### SUPPLIED MATERIAL
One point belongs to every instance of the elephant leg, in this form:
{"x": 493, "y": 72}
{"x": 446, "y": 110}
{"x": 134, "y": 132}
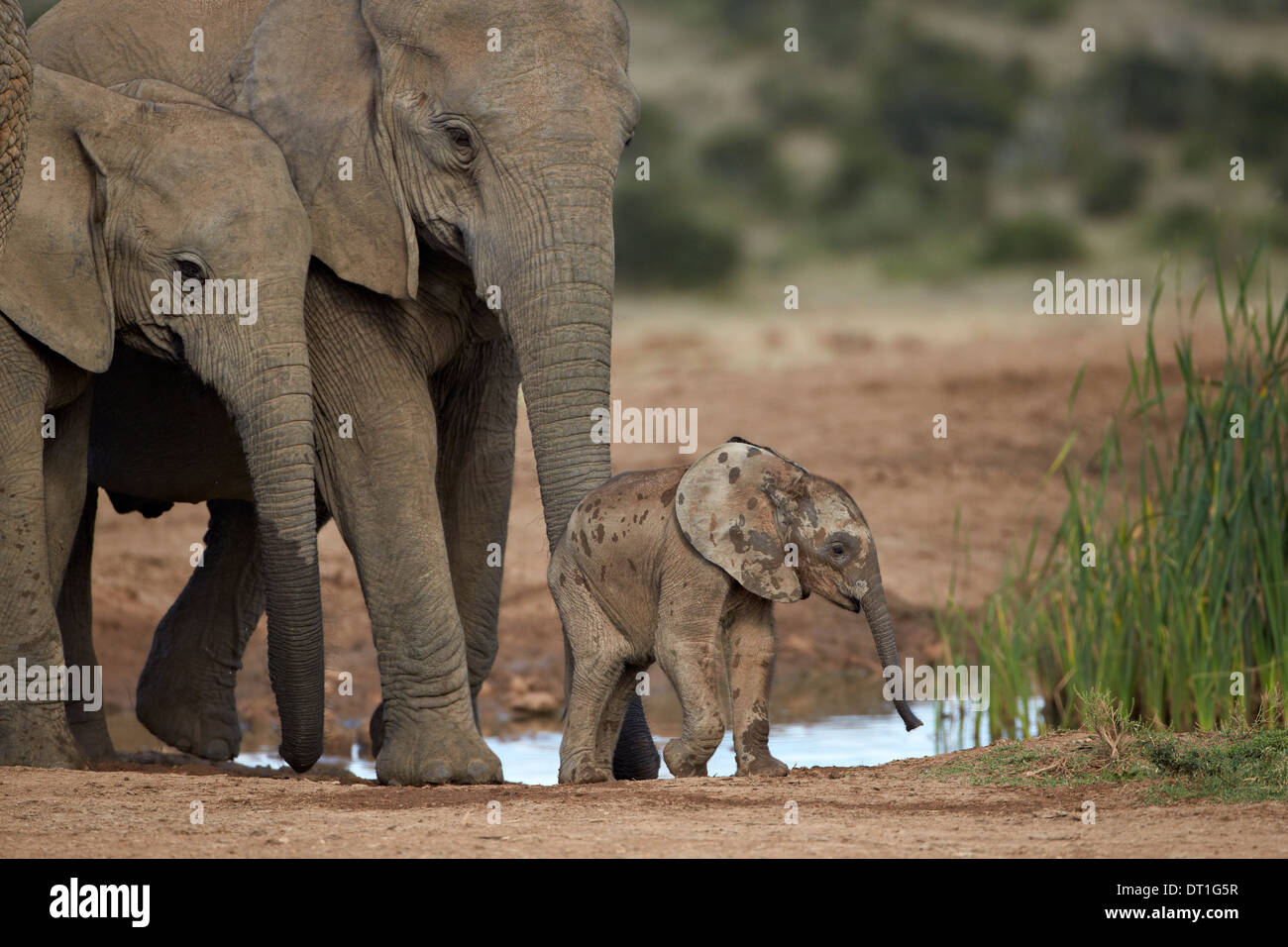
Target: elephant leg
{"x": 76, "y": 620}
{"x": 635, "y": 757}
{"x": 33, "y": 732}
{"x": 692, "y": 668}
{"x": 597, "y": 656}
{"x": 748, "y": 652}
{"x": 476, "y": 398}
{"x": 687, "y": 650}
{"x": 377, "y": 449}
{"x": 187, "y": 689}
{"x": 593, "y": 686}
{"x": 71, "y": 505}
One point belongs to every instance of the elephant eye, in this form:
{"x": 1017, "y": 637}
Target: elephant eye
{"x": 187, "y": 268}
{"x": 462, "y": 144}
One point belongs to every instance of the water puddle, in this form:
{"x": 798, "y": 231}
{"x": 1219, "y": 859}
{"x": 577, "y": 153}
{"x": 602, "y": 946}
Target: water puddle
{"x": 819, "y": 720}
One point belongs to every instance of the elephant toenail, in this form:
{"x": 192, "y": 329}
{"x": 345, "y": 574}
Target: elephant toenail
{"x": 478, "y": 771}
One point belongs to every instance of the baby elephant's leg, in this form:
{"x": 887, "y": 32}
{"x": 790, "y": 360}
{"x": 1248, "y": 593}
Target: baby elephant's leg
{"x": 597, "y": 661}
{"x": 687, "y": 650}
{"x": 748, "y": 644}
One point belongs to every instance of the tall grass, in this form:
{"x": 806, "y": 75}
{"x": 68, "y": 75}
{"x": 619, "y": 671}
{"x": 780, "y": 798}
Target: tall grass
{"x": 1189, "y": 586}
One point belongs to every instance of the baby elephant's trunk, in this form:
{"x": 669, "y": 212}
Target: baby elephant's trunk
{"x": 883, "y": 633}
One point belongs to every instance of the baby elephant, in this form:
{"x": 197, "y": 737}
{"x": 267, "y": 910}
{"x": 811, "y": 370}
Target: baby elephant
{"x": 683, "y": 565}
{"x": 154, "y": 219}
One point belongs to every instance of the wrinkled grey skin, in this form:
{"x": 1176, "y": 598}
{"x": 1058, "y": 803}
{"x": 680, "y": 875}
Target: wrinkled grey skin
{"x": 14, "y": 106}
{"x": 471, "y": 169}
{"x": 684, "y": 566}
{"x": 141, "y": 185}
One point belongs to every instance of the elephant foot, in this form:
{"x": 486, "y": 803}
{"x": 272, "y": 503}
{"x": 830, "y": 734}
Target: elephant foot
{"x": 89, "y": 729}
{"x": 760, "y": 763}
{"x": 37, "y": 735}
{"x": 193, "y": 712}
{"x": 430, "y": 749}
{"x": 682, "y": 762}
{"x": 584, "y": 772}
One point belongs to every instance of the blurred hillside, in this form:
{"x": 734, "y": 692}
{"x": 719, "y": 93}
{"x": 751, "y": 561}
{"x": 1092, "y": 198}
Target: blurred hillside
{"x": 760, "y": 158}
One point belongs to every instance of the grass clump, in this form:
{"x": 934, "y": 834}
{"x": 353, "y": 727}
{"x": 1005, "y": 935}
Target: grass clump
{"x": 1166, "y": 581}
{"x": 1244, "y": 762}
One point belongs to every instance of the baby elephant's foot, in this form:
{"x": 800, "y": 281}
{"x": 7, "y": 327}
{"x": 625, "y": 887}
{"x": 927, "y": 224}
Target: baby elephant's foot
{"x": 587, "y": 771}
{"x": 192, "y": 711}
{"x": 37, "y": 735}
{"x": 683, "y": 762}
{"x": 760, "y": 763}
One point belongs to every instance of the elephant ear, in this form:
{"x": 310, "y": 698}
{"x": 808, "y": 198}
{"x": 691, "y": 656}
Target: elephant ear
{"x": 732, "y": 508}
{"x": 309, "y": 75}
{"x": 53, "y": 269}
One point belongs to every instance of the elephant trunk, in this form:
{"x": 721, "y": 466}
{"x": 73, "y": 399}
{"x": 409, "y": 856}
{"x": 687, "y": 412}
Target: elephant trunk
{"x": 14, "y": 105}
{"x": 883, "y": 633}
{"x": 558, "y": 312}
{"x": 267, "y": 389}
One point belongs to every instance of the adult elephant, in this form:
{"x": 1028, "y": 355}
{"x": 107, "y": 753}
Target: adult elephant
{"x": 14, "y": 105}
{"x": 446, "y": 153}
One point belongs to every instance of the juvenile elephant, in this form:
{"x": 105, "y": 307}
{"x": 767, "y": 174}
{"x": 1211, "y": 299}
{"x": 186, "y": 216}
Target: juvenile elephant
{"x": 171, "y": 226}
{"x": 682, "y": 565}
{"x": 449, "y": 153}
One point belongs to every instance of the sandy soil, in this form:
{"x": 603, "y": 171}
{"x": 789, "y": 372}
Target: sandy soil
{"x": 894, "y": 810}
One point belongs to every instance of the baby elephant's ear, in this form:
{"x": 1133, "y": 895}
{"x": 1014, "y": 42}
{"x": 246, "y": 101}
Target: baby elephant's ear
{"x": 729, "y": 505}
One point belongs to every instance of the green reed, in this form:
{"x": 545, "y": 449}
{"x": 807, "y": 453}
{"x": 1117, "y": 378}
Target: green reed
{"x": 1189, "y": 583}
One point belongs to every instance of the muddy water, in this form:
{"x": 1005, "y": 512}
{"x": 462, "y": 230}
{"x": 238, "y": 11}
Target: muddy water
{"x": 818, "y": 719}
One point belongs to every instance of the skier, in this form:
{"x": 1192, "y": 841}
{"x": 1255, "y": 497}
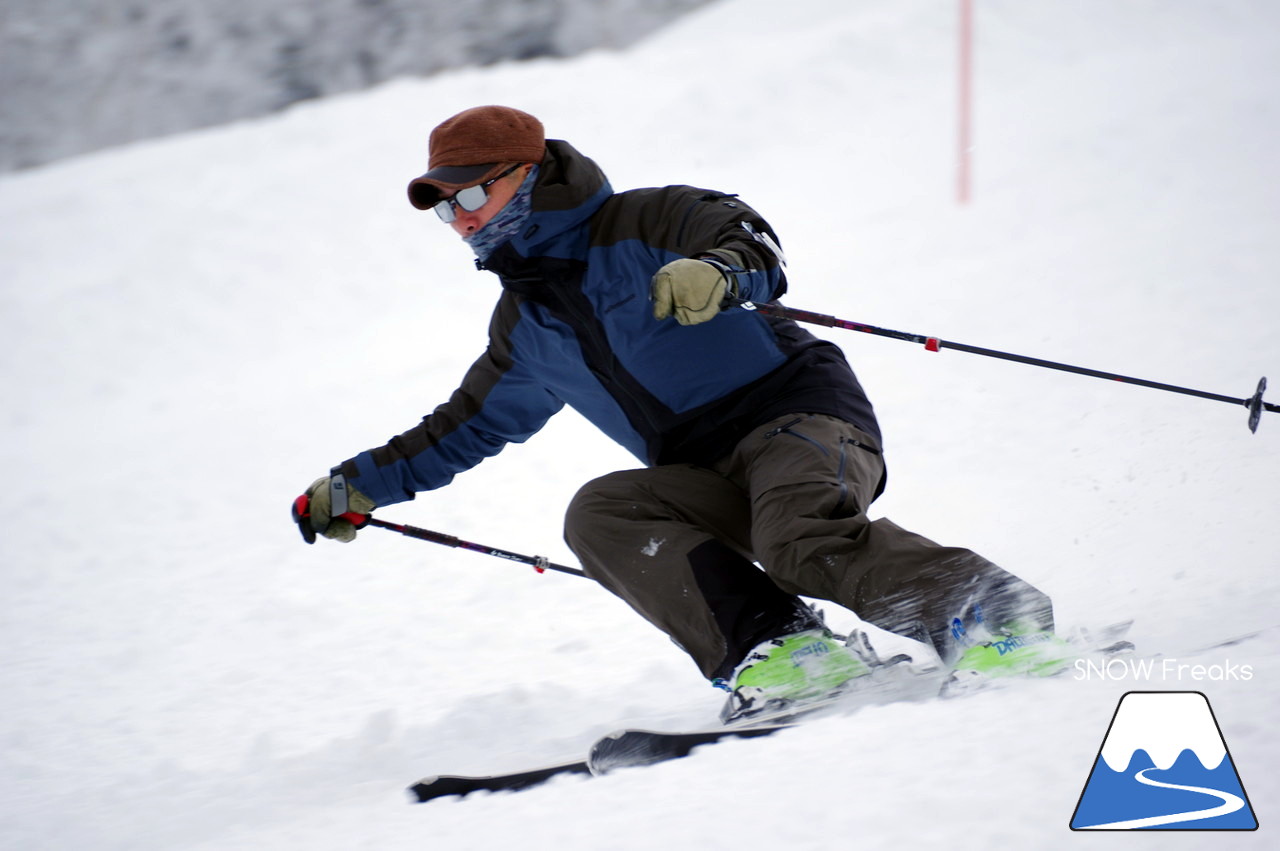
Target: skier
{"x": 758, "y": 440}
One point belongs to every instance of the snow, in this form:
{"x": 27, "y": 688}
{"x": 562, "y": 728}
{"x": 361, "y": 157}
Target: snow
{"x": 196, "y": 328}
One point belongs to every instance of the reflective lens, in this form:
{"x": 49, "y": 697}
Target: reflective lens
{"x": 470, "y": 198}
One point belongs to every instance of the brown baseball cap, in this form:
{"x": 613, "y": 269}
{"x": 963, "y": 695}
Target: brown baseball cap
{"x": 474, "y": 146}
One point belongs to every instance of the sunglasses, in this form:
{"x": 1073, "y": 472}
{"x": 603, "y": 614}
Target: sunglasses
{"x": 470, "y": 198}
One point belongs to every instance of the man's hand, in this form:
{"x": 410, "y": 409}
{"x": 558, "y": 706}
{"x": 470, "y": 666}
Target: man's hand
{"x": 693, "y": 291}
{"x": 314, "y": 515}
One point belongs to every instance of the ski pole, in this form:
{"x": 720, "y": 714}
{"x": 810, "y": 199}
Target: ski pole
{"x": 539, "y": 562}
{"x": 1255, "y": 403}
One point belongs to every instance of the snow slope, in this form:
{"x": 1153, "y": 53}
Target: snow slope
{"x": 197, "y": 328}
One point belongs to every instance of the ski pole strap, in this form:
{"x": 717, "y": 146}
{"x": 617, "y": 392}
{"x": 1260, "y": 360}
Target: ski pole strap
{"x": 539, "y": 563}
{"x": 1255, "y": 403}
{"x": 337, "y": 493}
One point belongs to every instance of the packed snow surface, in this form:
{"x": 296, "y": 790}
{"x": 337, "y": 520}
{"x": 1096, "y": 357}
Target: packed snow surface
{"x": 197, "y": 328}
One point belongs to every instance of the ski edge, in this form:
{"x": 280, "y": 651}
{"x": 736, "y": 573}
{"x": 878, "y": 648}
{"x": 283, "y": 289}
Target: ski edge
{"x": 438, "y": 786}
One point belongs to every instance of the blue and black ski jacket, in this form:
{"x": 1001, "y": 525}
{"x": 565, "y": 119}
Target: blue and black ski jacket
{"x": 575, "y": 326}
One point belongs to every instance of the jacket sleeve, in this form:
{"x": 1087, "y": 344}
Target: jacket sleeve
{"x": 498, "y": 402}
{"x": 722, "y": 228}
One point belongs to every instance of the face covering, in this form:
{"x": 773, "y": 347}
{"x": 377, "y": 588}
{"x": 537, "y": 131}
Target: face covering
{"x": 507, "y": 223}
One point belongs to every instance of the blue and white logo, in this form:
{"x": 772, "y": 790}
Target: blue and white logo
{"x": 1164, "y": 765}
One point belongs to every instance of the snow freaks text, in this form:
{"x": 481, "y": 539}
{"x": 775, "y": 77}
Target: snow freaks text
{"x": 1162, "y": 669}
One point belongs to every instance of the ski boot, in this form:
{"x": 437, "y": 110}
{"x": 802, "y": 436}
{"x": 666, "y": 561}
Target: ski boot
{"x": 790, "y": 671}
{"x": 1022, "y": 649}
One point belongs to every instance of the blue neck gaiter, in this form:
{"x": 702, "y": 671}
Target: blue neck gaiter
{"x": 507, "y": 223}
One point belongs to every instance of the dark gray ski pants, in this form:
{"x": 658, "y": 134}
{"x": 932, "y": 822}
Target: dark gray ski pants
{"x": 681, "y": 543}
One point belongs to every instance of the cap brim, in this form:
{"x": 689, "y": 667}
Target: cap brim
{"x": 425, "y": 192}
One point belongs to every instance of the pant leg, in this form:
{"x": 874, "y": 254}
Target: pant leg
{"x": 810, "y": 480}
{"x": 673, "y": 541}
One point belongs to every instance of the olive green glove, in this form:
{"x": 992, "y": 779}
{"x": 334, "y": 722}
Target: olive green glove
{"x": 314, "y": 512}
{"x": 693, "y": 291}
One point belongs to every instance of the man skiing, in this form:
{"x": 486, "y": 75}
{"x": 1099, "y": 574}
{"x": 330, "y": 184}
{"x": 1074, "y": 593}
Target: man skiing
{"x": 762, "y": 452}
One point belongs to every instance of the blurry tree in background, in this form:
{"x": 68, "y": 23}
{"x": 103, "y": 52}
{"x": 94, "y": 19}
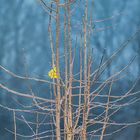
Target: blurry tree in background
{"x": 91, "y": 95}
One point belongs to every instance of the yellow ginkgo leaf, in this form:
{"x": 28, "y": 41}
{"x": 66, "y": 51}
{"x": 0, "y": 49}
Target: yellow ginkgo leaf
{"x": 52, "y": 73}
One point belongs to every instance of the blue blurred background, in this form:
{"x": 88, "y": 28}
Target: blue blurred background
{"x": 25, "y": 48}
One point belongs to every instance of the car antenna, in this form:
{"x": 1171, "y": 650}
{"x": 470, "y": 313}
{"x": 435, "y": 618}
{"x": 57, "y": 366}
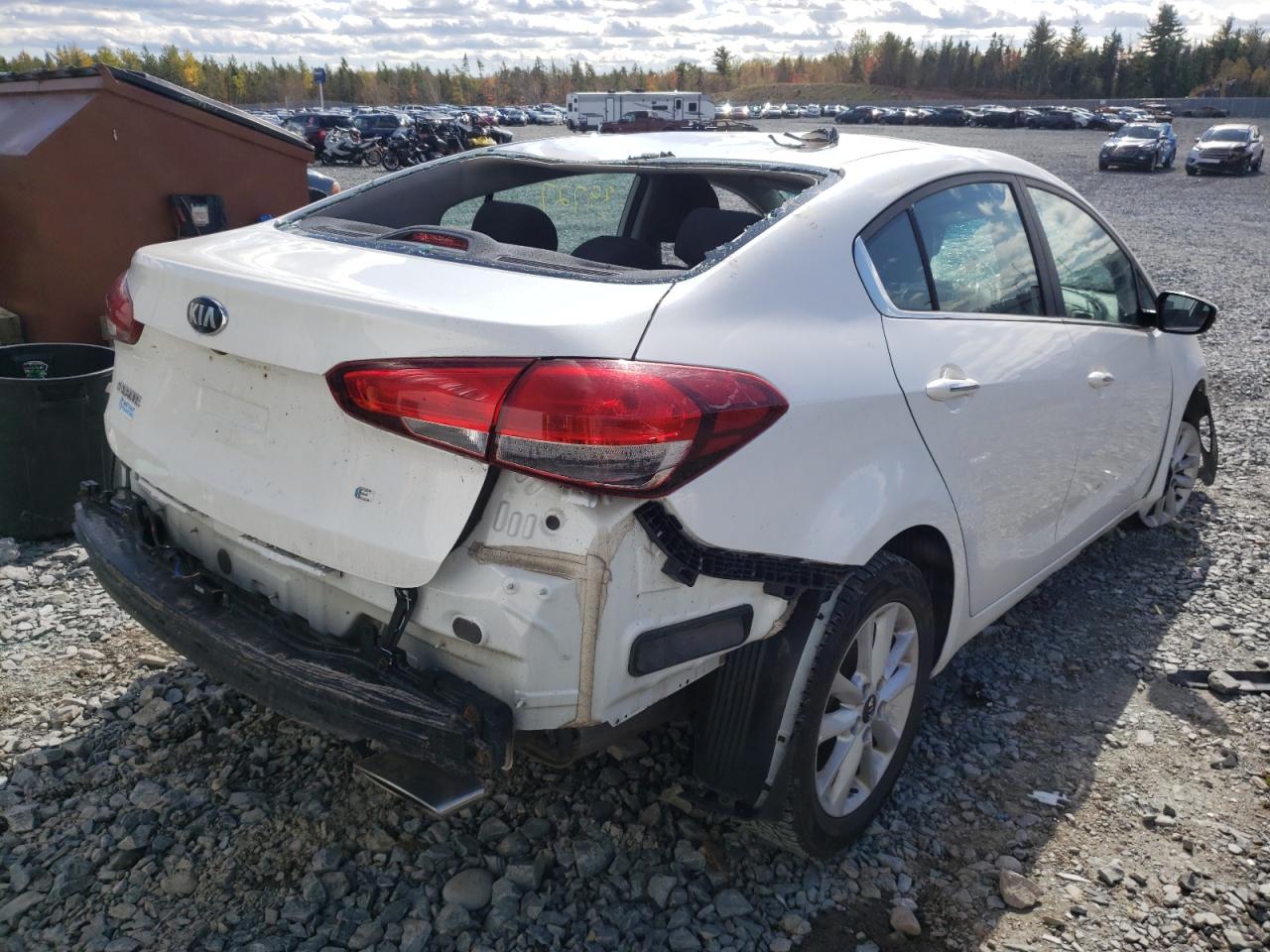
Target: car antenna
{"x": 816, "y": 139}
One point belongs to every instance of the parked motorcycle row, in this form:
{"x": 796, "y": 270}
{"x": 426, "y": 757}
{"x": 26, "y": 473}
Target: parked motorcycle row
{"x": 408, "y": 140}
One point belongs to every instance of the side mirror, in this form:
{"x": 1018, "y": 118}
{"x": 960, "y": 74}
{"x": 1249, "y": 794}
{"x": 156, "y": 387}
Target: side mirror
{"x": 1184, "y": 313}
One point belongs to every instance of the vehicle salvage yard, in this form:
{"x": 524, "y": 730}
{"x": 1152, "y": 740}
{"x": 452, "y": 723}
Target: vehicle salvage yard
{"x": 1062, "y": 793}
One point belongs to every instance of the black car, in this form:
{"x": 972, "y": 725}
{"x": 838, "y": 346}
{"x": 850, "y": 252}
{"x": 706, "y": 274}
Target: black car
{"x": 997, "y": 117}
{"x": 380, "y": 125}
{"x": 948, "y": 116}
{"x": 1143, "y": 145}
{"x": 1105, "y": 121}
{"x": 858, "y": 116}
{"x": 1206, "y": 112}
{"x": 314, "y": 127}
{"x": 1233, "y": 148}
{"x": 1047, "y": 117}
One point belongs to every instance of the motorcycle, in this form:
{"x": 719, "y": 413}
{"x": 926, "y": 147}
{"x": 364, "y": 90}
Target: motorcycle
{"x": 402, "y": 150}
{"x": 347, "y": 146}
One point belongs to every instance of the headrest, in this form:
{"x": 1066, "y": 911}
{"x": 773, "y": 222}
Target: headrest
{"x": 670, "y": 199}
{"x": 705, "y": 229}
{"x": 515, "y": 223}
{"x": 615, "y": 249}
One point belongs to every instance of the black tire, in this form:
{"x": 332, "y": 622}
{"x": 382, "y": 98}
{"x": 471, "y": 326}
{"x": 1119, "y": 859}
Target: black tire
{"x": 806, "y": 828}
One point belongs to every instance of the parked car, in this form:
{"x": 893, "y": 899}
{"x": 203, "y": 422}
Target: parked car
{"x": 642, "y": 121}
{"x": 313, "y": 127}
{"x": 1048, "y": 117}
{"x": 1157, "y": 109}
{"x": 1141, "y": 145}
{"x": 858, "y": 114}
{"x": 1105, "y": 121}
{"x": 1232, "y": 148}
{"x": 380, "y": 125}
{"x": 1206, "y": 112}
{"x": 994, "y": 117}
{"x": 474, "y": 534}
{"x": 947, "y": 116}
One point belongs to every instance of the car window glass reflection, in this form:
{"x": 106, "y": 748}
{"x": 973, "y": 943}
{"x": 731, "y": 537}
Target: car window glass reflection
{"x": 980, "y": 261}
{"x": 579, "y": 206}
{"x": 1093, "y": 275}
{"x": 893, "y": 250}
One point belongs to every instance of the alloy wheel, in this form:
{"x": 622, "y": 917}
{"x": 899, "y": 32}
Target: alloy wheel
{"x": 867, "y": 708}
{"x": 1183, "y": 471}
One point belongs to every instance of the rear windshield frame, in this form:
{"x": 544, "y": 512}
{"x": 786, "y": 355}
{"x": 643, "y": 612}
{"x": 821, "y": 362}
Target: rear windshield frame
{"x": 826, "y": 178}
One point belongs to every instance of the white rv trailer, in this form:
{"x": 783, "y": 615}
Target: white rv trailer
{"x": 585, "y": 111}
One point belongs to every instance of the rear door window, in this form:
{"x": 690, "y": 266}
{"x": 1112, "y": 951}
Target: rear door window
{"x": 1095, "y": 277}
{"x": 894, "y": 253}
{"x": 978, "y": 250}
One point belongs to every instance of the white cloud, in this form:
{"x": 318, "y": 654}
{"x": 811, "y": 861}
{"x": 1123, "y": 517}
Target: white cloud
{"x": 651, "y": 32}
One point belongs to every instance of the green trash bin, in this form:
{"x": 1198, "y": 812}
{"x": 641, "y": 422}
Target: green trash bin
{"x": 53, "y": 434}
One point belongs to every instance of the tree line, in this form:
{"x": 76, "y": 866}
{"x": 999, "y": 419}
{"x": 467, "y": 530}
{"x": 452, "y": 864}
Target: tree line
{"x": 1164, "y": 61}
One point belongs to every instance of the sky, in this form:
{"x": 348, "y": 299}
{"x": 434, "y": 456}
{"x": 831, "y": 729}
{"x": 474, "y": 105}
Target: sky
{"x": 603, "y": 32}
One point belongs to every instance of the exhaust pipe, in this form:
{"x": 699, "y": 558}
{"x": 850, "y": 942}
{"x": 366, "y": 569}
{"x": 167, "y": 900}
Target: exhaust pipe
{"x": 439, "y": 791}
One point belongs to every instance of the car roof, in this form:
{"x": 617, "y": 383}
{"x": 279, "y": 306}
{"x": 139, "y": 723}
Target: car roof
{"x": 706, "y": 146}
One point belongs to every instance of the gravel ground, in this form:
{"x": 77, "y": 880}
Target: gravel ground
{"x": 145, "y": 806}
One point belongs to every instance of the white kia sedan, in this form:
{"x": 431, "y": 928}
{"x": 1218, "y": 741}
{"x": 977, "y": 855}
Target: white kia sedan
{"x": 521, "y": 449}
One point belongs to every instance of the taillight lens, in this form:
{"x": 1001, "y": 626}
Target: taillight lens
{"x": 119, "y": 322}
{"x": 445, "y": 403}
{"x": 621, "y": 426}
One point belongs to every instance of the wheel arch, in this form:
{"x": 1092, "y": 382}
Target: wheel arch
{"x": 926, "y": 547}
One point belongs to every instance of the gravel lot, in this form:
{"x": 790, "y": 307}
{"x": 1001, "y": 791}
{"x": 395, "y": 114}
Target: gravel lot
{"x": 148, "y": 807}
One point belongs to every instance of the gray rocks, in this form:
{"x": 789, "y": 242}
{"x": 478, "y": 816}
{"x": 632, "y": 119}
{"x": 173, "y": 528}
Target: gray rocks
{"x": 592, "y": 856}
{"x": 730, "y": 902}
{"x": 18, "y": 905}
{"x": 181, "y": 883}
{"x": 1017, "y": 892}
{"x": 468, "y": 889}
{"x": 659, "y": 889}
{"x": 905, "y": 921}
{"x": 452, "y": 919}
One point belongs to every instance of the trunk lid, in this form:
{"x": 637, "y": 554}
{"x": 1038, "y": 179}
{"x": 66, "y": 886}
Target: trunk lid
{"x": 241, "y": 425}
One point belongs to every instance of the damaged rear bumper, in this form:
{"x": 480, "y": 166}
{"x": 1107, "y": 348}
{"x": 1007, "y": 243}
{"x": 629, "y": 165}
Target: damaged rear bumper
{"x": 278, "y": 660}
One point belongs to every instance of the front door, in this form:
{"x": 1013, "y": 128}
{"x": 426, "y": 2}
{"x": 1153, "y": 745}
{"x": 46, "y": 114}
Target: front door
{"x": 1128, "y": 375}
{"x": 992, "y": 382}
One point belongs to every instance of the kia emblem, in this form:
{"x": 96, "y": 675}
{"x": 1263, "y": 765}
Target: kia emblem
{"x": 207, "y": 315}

### WHAT YOU WILL DO
From the line containing "One point belongs to every instance of the wheel" through the closing line of the material above, return every line exactly and omit all others.

### TASK RESPONSE
One point belongs to every instance of the wheel arch, in this form:
{"x": 1092, "y": 382}
Target: wheel arch
{"x": 926, "y": 547}
One point belongs to every instance of the gravel lot, in this form:
{"x": 790, "y": 307}
{"x": 1001, "y": 791}
{"x": 395, "y": 114}
Target: gravel lot
{"x": 148, "y": 807}
One point belongs to every instance of the gray rocks, in this form:
{"x": 789, "y": 242}
{"x": 478, "y": 816}
{"x": 632, "y": 119}
{"x": 173, "y": 528}
Target: gray rocks
{"x": 592, "y": 856}
{"x": 730, "y": 902}
{"x": 18, "y": 905}
{"x": 181, "y": 883}
{"x": 1017, "y": 892}
{"x": 468, "y": 889}
{"x": 659, "y": 889}
{"x": 905, "y": 921}
{"x": 452, "y": 919}
One point belongs to every instance of the trunk lid, in this form:
{"x": 637, "y": 554}
{"x": 1038, "y": 179}
{"x": 66, "y": 886}
Target: trunk lid
{"x": 241, "y": 425}
One point belongs to every instance of the damaged rear bumper, in this form:
{"x": 480, "y": 166}
{"x": 1107, "y": 348}
{"x": 1007, "y": 243}
{"x": 629, "y": 165}
Target: damaged rear bumper
{"x": 278, "y": 660}
One point belongs to every instance of the front door, in this form:
{"x": 1013, "y": 128}
{"x": 426, "y": 2}
{"x": 1153, "y": 745}
{"x": 46, "y": 114}
Target: front door
{"x": 1128, "y": 375}
{"x": 992, "y": 382}
One point belongs to every instance of the kia emblem, in this form:
{"x": 96, "y": 675}
{"x": 1263, "y": 765}
Target: kia emblem
{"x": 207, "y": 315}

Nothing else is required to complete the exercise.